▸ **TASK GOAL**
Look in the material below for the line holding "picture frame in the photo above.". Set it down exactly, with each later line up to and including the line holding "molding in the photo above.".

★ ★ ★ ★ ★ ★ ★

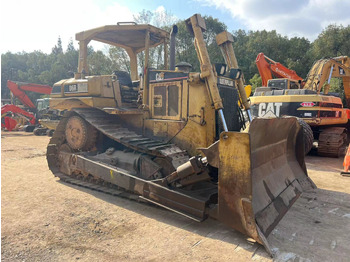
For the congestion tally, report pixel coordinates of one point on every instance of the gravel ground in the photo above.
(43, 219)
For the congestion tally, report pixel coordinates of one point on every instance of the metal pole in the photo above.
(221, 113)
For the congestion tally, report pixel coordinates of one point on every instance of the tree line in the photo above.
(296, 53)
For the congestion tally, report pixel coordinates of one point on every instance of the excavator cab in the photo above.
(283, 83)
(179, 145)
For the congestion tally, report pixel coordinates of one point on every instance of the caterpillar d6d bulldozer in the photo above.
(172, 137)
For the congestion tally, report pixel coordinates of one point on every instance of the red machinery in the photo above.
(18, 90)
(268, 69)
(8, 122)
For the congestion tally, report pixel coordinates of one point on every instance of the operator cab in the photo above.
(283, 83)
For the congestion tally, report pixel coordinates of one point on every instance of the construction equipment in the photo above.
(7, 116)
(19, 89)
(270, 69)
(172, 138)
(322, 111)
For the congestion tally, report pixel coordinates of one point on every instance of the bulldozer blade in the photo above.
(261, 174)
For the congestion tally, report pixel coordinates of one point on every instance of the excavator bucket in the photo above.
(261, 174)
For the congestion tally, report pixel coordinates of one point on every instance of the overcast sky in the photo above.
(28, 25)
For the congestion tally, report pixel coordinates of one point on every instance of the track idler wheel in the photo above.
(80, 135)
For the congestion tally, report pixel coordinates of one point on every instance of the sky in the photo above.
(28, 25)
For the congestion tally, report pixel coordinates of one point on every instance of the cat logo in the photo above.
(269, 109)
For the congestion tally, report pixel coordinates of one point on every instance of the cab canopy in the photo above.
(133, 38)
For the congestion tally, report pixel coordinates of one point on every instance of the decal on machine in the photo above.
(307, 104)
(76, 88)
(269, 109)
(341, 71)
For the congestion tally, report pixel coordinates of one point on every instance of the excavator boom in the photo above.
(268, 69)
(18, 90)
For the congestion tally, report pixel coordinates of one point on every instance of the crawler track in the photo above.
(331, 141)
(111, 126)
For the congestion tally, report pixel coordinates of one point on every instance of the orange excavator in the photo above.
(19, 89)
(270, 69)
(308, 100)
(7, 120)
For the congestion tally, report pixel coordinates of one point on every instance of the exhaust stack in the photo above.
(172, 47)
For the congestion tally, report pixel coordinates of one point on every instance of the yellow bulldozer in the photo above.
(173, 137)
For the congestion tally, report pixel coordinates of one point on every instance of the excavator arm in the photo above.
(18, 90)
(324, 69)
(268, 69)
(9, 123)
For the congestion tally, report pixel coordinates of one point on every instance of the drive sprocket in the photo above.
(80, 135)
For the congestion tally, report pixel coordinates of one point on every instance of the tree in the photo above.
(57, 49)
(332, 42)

★ ★ ★ ★ ★ ★ ★

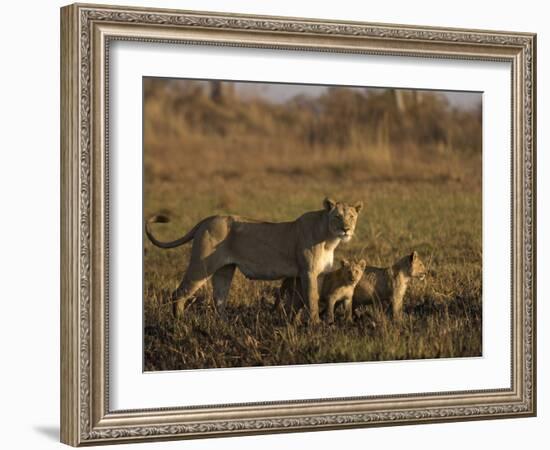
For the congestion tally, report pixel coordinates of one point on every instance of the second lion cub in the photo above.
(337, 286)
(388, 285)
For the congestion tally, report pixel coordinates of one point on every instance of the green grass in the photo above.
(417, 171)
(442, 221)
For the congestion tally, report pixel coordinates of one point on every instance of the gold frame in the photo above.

★ ★ ★ ★ ★ ★ ★

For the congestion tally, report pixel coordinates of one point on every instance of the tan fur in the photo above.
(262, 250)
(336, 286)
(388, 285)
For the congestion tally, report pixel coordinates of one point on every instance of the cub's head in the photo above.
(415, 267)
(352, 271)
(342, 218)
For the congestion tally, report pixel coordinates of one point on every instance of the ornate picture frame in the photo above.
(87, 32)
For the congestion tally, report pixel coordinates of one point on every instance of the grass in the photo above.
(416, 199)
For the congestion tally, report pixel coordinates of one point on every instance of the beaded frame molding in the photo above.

★ ★ ★ ★ ★ ★ ★

▸ **ANSWER AREA**
For the congestion tally, report pixel coordinates of one point on every instance of the ornate picture frame in the photo above.
(87, 32)
For the congestion tally, report pixel coordinates of one point on every instance of the grass in the photo above.
(416, 199)
For the congestion tally, report pixel coordinates of one point on every instance of the beaded frame molding in the photo above.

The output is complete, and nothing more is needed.